§ **Passage given**:
= Semantic field =

Set of words grouped by meaning referring to a specific subject

In linguistics, a semantic field is a related set of words grouped semantically (by meaning) that refers to a specific subject. The term is also used in anthropology, computational semiotics, and technical exegesis.

==Definition and usage==

Brinton (2000: p. 112) defines "semantic field" or "semantic domain" and relates the linguistic concept to hyponymy:

Related to the concept of hyponymy, but more loosely defined, is the notion of a semantic field or domain. A semantic field denotes a segment of reality symbolized by a set of related words. The words in a semantic field share a common semantic property.

A general and intuitive description is that words in a semantic field are not necessarily synonymous, but are all used to talk about the same general phenomenon. Synonymy requires the sharing of a sememe or seme, but the semantic field is a larger area surrounding those. A meaning of a word is dependent partly on its relation to other words in the same conceptual area. The kinds of semantic fields vary from culture to culture and anthropologists use them to study belief systems and reasoning across cultural groups.

Andersen (1990: p.327) identifies the traditional usage of "semantic field" theory as:

Traditionally, semantic fields have been used for comparing the lexical structure of different languages and different states of the same language.

§ **The exercise**:
In the text on semantic fields, what do anthropologists use semantic fields to study? The listing is separate material, unrelated to the text on semantic fields.

§ **Provided material**:
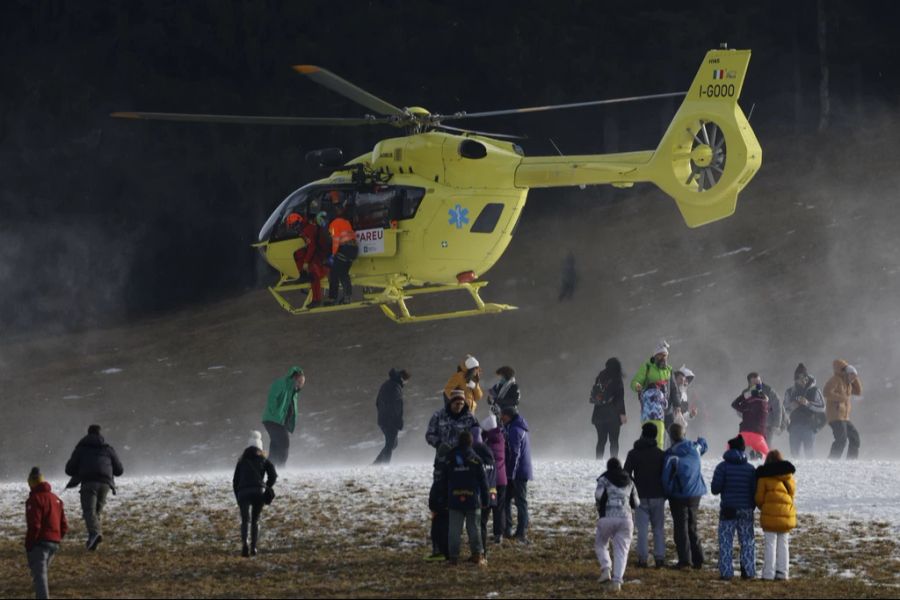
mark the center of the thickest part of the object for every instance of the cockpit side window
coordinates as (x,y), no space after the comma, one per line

§ **Solution to this task**:
Belief systems and reasoning across cultural groups.